Task goal → Give again the lines of the data from its first line through the line with "Task: point out the wall lantern". Change nothing.

======

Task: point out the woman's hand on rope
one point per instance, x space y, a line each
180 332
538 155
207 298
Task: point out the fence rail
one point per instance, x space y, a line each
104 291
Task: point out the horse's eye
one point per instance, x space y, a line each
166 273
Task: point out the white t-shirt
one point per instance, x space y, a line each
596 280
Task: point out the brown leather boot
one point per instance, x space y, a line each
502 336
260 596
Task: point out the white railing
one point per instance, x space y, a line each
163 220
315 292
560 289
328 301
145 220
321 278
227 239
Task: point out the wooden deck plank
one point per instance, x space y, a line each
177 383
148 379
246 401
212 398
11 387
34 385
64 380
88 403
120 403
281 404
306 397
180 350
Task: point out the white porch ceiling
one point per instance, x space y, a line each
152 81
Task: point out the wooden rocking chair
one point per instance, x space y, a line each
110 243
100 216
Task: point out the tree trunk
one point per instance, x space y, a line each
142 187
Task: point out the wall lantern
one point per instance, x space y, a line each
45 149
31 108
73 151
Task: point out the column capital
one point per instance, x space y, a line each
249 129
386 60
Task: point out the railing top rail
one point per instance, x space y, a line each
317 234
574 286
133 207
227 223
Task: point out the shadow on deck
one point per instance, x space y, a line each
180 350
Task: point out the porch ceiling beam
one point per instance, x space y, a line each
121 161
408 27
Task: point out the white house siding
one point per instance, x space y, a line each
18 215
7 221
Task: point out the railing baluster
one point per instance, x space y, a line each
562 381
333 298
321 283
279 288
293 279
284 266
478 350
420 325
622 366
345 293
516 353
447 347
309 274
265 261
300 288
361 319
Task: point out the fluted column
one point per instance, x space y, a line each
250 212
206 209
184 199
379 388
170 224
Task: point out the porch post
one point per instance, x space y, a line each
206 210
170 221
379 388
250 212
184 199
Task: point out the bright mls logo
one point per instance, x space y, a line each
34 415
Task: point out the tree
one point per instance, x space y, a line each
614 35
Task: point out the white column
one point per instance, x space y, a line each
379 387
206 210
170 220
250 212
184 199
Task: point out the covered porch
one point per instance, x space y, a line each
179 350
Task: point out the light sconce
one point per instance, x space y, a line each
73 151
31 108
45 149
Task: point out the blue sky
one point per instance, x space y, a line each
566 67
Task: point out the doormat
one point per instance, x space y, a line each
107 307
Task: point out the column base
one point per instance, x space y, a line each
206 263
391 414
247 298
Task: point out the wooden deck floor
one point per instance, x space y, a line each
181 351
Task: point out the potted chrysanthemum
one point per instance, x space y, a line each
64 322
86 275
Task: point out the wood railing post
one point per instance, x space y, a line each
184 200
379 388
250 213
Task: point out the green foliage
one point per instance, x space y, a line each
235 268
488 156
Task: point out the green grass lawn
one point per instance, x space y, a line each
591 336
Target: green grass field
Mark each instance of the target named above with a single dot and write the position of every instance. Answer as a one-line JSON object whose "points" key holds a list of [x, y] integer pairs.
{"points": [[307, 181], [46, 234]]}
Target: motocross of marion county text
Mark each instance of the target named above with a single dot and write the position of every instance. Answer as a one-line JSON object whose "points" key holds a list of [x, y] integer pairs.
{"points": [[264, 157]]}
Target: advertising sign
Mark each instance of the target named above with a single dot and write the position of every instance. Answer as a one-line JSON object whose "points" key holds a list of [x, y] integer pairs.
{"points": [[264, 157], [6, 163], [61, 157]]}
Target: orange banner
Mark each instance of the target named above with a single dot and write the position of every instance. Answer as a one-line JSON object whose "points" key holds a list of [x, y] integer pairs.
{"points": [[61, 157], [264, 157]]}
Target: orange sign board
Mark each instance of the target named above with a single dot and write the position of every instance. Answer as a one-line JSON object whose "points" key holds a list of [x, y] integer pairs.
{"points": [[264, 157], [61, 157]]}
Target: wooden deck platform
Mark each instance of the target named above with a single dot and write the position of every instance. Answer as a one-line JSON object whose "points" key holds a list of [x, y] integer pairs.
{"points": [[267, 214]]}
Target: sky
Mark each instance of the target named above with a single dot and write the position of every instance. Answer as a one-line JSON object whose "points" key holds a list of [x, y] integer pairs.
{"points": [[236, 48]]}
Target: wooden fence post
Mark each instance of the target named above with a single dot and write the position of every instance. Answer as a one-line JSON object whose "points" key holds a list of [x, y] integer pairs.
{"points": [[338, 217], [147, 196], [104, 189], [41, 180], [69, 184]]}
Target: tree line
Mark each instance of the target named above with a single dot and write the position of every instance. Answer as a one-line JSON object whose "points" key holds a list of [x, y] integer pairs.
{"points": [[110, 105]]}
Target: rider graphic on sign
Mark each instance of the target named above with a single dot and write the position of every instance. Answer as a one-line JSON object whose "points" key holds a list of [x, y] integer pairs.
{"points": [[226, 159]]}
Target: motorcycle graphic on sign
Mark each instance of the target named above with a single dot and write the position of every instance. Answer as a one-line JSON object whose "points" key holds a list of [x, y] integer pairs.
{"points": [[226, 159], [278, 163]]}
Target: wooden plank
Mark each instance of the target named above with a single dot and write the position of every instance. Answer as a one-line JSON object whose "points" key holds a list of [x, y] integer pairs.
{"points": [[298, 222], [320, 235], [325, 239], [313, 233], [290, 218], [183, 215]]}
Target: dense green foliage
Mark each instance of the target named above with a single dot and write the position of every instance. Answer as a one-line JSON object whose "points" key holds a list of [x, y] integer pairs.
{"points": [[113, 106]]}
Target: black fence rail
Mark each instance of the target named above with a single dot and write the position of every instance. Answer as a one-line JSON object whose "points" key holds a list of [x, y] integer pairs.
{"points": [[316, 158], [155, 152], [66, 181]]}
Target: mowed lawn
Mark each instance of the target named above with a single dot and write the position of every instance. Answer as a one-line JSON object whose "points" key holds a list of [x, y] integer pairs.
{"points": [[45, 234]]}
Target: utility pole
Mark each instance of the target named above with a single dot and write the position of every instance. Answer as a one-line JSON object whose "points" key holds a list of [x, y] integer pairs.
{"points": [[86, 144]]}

======

Worked solution →
Task: point out the woman's hand on rope
one point per instance, x space y, a line each
180 332
538 155
207 298
Task: point out the fence rail
one point per instance, x space y, a line each
104 291
Task: point out the horse's eye
one point per instance, x space y, a line each
166 273
Task: point out the white t-shirt
one point per instance, x space y, a line each
596 280
Task: point out the brown leather boot
one point per instance, x space y, a line each
502 336
260 596
Task: point out the white railing
one point per instance, x space y, a line each
163 220
315 292
560 289
328 301
145 220
321 278
227 239
Task: point out the wooden deck plank
one point per instance, x space y, a line each
177 383
148 379
246 401
212 398
11 387
34 385
64 380
88 403
120 403
281 404
306 397
180 350
Task: point out the white porch ceiling
one point per instance, x space y, a line each
152 81
Task: point out the wooden rocking chair
one point per instance, x space y, a line each
110 243
100 216
Task: point out the tree trunk
one point per instance, x space y, a line each
142 187
Task: point out the wall lantern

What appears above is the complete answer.